Position identification rows

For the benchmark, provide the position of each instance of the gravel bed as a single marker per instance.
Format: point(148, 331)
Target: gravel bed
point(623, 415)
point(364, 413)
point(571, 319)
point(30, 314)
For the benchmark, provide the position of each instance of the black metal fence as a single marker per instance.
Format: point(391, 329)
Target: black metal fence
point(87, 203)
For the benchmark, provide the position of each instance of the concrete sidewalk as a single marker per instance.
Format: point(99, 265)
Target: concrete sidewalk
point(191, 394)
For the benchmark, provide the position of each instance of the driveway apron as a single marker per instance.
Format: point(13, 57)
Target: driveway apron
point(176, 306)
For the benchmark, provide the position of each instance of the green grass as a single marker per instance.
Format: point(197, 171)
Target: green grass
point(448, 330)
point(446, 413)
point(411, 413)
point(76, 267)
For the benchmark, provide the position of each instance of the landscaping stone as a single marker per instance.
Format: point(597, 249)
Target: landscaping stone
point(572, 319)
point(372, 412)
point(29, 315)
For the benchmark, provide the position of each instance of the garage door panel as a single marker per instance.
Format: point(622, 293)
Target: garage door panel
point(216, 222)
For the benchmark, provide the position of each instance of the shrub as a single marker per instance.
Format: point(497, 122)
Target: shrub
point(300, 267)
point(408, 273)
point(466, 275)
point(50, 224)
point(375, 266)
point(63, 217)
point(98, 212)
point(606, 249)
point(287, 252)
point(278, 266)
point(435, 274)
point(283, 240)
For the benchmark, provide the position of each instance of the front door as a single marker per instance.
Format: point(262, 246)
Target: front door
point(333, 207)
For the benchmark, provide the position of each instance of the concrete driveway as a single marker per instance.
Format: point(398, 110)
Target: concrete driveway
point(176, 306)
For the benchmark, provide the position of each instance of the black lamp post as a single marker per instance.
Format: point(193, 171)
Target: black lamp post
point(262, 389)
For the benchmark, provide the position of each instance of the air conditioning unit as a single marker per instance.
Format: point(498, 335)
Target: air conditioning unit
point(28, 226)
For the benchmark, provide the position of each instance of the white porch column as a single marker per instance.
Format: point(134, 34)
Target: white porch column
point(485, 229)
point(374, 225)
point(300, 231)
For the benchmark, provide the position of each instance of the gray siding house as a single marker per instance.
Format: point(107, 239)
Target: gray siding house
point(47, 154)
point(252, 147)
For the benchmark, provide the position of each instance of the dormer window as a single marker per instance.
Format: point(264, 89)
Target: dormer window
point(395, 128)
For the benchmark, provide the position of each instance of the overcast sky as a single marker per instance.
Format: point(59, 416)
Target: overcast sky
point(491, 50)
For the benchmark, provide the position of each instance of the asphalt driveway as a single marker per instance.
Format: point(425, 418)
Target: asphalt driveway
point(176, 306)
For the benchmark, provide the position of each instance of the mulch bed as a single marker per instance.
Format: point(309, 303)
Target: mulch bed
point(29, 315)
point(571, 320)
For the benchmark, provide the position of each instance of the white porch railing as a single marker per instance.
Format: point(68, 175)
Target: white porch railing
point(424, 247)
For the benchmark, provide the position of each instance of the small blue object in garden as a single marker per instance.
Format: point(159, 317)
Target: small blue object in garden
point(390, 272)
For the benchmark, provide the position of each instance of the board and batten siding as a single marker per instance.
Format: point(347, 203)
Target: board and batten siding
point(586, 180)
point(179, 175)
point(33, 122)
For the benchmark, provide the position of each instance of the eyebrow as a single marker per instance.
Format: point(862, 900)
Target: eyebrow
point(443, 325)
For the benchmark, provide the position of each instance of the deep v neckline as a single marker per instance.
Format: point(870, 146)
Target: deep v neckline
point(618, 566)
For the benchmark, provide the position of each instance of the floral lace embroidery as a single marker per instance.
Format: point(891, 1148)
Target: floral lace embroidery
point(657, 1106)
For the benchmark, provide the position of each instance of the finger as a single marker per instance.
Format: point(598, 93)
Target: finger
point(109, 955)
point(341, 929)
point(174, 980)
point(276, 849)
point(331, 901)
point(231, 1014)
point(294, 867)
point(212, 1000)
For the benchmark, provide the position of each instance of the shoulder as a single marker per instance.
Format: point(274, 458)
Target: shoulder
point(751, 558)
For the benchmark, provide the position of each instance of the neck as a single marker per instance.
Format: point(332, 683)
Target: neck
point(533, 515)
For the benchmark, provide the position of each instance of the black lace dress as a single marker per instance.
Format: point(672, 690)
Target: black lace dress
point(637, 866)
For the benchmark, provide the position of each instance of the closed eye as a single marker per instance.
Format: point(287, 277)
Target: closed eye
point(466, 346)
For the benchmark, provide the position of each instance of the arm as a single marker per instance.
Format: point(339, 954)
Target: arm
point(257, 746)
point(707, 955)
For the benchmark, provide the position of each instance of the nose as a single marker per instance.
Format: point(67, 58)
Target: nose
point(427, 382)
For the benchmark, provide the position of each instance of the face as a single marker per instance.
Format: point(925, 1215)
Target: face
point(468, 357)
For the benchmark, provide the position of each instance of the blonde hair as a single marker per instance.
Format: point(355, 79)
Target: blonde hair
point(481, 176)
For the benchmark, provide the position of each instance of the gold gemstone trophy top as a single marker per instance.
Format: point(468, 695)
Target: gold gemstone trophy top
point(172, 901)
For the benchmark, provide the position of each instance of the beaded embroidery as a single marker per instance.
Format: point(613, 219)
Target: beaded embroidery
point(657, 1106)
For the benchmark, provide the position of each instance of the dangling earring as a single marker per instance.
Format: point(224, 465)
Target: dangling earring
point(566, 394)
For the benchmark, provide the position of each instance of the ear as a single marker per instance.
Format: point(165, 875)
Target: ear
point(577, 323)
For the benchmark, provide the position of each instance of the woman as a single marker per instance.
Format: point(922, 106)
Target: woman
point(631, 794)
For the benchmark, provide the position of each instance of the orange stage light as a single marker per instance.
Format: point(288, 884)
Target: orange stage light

--

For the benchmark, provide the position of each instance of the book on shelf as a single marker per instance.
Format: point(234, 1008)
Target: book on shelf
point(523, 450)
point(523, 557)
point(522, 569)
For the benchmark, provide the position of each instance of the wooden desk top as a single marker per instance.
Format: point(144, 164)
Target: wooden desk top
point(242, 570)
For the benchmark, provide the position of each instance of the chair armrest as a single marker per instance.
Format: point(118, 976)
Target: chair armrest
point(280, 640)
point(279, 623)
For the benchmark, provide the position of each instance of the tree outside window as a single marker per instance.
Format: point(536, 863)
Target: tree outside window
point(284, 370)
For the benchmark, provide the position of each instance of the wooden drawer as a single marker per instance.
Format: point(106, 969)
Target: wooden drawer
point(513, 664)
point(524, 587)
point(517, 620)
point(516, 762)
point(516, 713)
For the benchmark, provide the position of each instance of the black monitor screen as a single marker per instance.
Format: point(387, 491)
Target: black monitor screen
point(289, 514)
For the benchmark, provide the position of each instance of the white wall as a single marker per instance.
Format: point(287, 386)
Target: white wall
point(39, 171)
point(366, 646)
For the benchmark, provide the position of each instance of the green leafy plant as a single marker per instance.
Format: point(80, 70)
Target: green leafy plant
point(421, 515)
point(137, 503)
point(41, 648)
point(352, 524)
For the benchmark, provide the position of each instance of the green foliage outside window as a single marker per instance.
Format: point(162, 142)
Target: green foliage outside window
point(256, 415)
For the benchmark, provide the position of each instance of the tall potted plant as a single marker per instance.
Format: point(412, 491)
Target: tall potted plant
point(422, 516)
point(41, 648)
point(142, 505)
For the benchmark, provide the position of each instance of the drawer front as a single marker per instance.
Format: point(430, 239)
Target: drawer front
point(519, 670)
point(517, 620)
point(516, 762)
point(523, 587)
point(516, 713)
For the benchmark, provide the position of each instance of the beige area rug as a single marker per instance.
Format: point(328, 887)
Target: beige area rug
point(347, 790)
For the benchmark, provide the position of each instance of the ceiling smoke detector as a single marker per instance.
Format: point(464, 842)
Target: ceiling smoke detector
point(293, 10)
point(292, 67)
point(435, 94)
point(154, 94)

> [Exercise] Convert the lines above, from the line with "wall as a single marker per instance." up to and including the line with "point(366, 646)", into a Markdown table with the columns Number and Line. Leave out any blank lines.

> [Correct response]
| Number | Line |
|---|---|
| 1 | For the benchmark, provide the position of each instance of the white wall as a single marker per instance. |
| 2 | Format: point(287, 386) |
| 3 | Target: white wall |
| 4 | point(39, 171) |
| 5 | point(366, 646) |